Extract to read:
'''

Luiz Geraldo Ferrari Martins (born 1951 in São Paulo), known as Luiz Gê, is a Brazilian illustrator and comics artist.

== Career ==
He graduated in architecture from the University of São Paulo in 1977. In 1987, he went on to do postgraduate studies at the Royal College of Art in London. Luiz Gê is currently a professor of comics in the Industrial Design Course at the Faculty of Architecture and Urbanism at Mackenzie Presbyterian University in São Paulo.

== Graphic work ==
He was one of the founders of Balão magazine (1972–1975), art editor of Status magazine (1985–1986), and editor of Circo magazine (1986–1987). He worked at the Folha de S. Paulo newspaper from 1976 to 1984 as an editorial cartoonist. He also contributed to the country's leading publications, such as the newspapers O Estado de S. Paulo, Jornal da Tarde, Jornal do Brasil, Jornal da República, O Pasquim, and Movimento, and the magazines Veja, Visão, Isto É, and Placar, among others.

He has published and exhibited in Germany, Spain, France, Portugal, the US, Italy, and England. He also contributed to Arrigo Barnabé's LPs Clara Crocodilo and Tubarões Voadores, and was one of the screenwriters for Chico Botelho's film Cidade Oculta.

== Published works ==
- Macambúzios e Sorumbáticos, Editora T. A. Queiroz, 1981
- Quadrinhos em Fúria, Editora Circo, 1984
- O Mal dos Séculos, Editora Melhoramentos, 1987
- Território de Bravos, Editora 34, 1993
- Avenida Paulista, Quadrinhos na Cia., 2012
- Ah , como era boa a ditadura..., Quadrinhos na Cia., 2015
- Fronteira Híbrida, MMarte Produções, 2022

== Awards and honors ==
He won the Casa de las Américas Award at the Second International Biennial of Humor in Cuba in 1981; the Best Artist and Graphic Production Award in 1991, from the HQ Mix Trophy; and the Angelo Agostini Award as Master of National Comics, awarded in 2005 by the Association of Comic Artists and Caricaturists of the State of São Paulo (AQC - ESP).

'''

Supplied entries:
'''

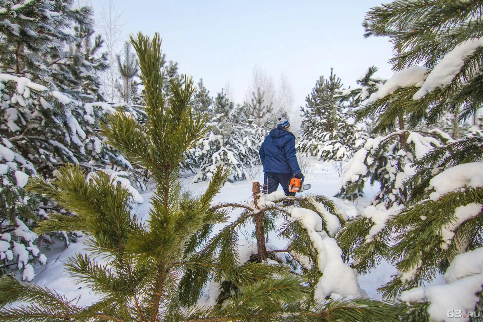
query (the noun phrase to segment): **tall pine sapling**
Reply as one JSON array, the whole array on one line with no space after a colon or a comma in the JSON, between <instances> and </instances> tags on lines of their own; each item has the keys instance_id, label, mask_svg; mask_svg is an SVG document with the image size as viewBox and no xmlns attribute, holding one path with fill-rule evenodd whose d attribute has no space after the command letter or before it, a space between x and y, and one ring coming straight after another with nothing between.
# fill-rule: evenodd
<instances>
[{"instance_id":1,"label":"tall pine sapling","mask_svg":"<svg viewBox=\"0 0 483 322\"><path fill-rule=\"evenodd\" d=\"M320 77L305 100L298 151L325 161L350 157L366 138L345 112L349 101L332 70L328 78Z\"/></svg>"},{"instance_id":2,"label":"tall pine sapling","mask_svg":"<svg viewBox=\"0 0 483 322\"><path fill-rule=\"evenodd\" d=\"M89 169L108 166L113 175L119 174L113 168L130 165L97 130L114 109L94 101L102 98L97 73L105 68L106 57L100 52L102 40L92 39L90 9L74 10L68 0L1 5L0 199L5 210L0 212L0 265L2 270L22 270L31 280L30 263L45 262L36 244L48 239L30 229L45 209L61 209L25 190L29 176L51 177L69 162Z\"/></svg>"},{"instance_id":3,"label":"tall pine sapling","mask_svg":"<svg viewBox=\"0 0 483 322\"><path fill-rule=\"evenodd\" d=\"M119 112L103 128L110 144L153 173L158 185L151 200L149 219L145 225L140 223L130 211L133 192L116 184L104 172L86 176L78 166L71 165L61 168L50 182L40 177L33 179L29 189L52 198L77 215L51 214L50 220L41 223L37 231L83 230L89 234L91 254L102 256L104 264L89 254L78 254L71 258L68 269L102 297L91 305L79 307L54 291L4 277L0 280L0 318L19 322L281 321L292 317L314 322L396 321L390 306L379 301L322 299L306 303L310 288L285 266L251 263L239 269L226 265L235 258L232 243L222 243L220 260L210 254L213 247L217 248L220 236L230 232L230 226L209 243L210 254L203 255L203 250L196 251L213 225L227 219L226 212L211 208L211 203L227 174L218 169L206 191L198 198L181 195L179 165L185 151L206 132L205 120L192 113L195 90L191 79L185 77L183 84L172 81L170 95L165 96L160 42L157 34L152 40L141 34L131 38L145 84L149 122L140 124ZM245 217L251 216L252 210L257 213L257 210L267 206L284 211L276 205L257 204ZM310 211L311 218L318 217ZM306 228L302 240L310 235L311 240L325 238L327 246L336 247L327 233L317 231L322 228L322 220L318 218L320 221L312 223L294 221L286 233L291 234L302 225ZM301 247L299 250L303 251ZM224 305L187 307L183 302L196 300L199 294L186 297L183 288L178 286L183 276L193 270L203 275L225 272L227 277L242 279L238 281L236 294ZM28 304L12 306L16 301Z\"/></svg>"},{"instance_id":4,"label":"tall pine sapling","mask_svg":"<svg viewBox=\"0 0 483 322\"><path fill-rule=\"evenodd\" d=\"M131 52L131 45L126 42L122 56L116 56L117 59L117 68L121 79L121 83L116 84L116 88L122 98L123 102L127 104L132 104L134 98L137 95L138 84L134 77L138 76L139 69L136 55Z\"/></svg>"}]
</instances>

'''

Task objective: Set down the passage from the Luiz Gê biography word for word, starting with "Luiz Geraldo Ferrari" and going on through "in São Paulo.".

Written answer:
Luiz Geraldo Ferrari Martins (born 1951 in São Paulo), known as Luiz Gê, is a Brazilian illustrator and comics artist.

== Career ==
He graduated in architecture from the University of São Paulo in 1977. In 1987, he went on to do postgraduate studies at the Royal College of Art in London. Luiz Gê is currently a professor of comics in the Industrial Design Course at the Faculty of Architecture and Urbanism at Mackenzie Presbyterian University in São Paulo.